*Exercise brief*: Copy the data again starting at the line that contains "Rules: pick out every instance of the window" and ending at the end of the data, keeping every line. Add 3 to each coordinate in the answer points that follow each "Target" line, and leave the sample points under each "Rules" line unchanged.

*Records to process*:
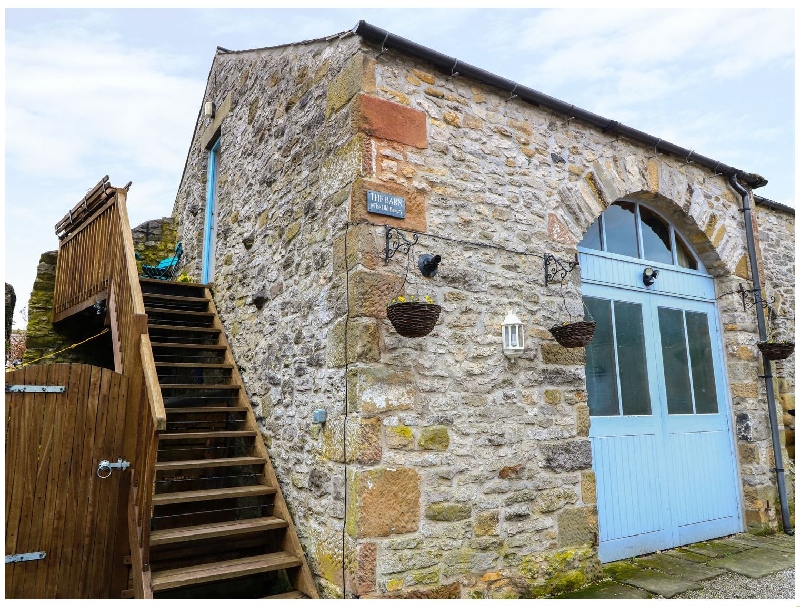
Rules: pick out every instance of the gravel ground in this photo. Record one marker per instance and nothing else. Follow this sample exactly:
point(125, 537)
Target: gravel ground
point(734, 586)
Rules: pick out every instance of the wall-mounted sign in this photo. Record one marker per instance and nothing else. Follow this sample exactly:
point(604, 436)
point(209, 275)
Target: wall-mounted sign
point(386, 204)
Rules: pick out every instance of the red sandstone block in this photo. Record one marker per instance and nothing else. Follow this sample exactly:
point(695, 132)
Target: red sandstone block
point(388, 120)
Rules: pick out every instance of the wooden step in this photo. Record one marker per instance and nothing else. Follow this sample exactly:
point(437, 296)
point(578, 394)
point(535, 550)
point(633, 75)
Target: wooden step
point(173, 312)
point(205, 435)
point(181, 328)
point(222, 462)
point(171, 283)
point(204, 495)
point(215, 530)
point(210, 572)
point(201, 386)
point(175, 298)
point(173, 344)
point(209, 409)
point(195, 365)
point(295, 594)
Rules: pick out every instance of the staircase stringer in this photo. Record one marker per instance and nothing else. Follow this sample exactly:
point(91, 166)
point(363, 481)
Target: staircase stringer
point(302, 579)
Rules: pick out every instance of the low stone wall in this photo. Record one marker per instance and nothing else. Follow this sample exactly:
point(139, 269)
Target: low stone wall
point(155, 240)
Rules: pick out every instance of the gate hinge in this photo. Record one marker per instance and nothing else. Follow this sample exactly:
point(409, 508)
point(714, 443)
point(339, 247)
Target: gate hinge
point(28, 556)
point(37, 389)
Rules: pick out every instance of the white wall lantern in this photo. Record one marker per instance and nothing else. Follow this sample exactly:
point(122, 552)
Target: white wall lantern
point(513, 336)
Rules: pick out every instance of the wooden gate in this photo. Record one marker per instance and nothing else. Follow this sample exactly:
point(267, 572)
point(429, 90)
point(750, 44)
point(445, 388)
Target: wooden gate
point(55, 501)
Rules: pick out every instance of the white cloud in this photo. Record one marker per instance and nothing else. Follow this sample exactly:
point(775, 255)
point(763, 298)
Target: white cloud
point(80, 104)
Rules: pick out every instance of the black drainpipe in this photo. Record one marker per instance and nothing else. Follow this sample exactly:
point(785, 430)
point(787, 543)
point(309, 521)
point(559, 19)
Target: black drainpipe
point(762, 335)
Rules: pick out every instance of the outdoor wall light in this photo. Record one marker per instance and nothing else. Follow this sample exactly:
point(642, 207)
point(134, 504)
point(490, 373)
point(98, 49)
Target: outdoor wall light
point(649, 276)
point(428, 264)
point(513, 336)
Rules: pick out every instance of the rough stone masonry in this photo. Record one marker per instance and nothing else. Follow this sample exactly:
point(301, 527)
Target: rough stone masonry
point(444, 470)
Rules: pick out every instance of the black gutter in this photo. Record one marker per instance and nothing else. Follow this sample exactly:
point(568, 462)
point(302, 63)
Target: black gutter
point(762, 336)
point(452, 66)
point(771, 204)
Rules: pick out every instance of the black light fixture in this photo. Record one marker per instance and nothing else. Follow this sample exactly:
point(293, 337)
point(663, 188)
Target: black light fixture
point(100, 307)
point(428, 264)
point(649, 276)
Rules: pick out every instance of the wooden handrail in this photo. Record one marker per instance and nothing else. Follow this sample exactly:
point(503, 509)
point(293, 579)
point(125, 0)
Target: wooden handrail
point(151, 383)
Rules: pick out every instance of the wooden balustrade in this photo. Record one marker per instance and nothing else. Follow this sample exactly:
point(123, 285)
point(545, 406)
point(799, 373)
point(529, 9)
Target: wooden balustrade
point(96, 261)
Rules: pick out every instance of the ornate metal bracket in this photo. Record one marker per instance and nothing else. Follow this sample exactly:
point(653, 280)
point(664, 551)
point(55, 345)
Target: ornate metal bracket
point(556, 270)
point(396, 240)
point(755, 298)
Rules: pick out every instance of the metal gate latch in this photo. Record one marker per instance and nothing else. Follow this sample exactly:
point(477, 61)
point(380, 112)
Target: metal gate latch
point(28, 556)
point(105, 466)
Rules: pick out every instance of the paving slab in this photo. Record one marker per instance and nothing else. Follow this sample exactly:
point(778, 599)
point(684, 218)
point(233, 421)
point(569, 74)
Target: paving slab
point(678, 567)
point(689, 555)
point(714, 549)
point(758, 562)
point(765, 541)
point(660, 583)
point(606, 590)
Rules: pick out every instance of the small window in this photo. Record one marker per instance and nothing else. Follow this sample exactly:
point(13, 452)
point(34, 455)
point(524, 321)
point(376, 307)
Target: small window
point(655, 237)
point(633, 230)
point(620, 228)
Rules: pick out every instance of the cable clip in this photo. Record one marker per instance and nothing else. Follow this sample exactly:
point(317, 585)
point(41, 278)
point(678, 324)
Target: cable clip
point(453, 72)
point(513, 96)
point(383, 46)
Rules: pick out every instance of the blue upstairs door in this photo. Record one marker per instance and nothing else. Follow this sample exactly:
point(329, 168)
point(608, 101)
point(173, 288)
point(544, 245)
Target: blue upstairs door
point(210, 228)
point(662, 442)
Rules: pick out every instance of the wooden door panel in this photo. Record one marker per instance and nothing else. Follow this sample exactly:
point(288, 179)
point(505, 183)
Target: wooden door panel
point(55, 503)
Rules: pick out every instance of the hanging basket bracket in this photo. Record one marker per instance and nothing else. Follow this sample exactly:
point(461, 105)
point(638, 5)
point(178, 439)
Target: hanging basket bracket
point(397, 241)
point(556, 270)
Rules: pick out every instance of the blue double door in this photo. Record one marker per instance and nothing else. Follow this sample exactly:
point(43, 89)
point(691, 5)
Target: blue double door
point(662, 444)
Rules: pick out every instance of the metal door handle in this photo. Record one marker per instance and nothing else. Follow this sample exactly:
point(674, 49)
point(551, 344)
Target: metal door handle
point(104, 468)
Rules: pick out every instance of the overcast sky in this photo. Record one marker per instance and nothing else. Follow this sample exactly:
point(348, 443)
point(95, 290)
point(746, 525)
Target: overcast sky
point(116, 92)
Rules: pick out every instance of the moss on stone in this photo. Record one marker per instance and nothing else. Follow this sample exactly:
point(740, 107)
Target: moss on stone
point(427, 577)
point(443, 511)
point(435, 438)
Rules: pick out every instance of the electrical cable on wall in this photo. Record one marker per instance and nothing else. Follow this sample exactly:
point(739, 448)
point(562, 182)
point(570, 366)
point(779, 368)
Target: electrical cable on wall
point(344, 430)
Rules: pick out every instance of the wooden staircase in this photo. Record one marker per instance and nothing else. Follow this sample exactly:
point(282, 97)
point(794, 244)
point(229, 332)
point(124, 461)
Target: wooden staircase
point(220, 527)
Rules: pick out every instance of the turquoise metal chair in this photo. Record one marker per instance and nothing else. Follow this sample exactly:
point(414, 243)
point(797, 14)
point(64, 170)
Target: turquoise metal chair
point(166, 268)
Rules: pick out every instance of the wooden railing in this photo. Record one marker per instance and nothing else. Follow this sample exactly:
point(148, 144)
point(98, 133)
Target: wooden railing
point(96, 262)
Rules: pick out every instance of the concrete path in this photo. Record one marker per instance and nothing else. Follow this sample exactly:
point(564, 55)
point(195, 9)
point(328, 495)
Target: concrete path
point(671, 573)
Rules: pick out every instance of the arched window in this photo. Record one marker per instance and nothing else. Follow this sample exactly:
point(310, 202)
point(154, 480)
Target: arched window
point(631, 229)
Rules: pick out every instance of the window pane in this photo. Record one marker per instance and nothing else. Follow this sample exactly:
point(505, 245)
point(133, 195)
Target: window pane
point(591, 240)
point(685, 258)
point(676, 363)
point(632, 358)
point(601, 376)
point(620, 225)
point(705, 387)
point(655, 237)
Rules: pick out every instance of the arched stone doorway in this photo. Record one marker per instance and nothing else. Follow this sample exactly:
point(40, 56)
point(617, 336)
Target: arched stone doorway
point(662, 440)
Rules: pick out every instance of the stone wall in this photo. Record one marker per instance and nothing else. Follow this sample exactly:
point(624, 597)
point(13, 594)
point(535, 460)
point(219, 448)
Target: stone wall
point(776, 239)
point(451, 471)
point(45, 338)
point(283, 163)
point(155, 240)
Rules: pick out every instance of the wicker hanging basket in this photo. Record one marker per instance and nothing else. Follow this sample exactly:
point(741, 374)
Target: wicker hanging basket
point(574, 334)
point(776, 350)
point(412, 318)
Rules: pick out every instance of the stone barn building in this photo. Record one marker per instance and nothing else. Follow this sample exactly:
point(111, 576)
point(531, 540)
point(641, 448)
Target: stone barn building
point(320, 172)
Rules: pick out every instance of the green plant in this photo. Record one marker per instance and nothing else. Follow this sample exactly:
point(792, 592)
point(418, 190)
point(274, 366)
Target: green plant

*Worked solution*:
Rules: pick out every instance of the window pane in this photo. Record one marker per instance and nothing else. Follow this sample exactly:
point(505, 245)
point(133, 195)
Target: window pane
point(594, 243)
point(688, 261)
point(679, 366)
point(635, 361)
point(604, 379)
point(623, 228)
point(708, 390)
point(658, 240)
Rules: pick out every instance of the arched stone doorway in this photo. Record one marker per instance and nothing else. Follow this sample exactly:
point(40, 56)
point(617, 336)
Target: arched stone doorway
point(665, 443)
Rules: pick out every instance of the stone wall in this photo. Record one marker per instance and nothing else. Follow this sample exactly:
point(624, 597)
point(13, 594)
point(535, 460)
point(219, 448)
Target: stone wall
point(779, 242)
point(454, 474)
point(48, 341)
point(286, 166)
point(158, 243)
Rules: pick out every instance of the wicker hanging basket in this photo. Record one marker per instance and nothing else. Follow this sample exactly:
point(741, 374)
Target: wicker hanging basket
point(577, 337)
point(779, 353)
point(415, 321)
Rules: pick out every instance of the stone barn building in this photo. Record one marker per instance and nothing else. Follow this sample exactly:
point(111, 576)
point(531, 540)
point(641, 448)
Target: stone barn building
point(323, 175)
Rules: pick out every instance of the green plant in this photo. Record one marker per instance and nothing else. Follow this sample exactly:
point(792, 592)
point(418, 190)
point(274, 366)
Target: green plant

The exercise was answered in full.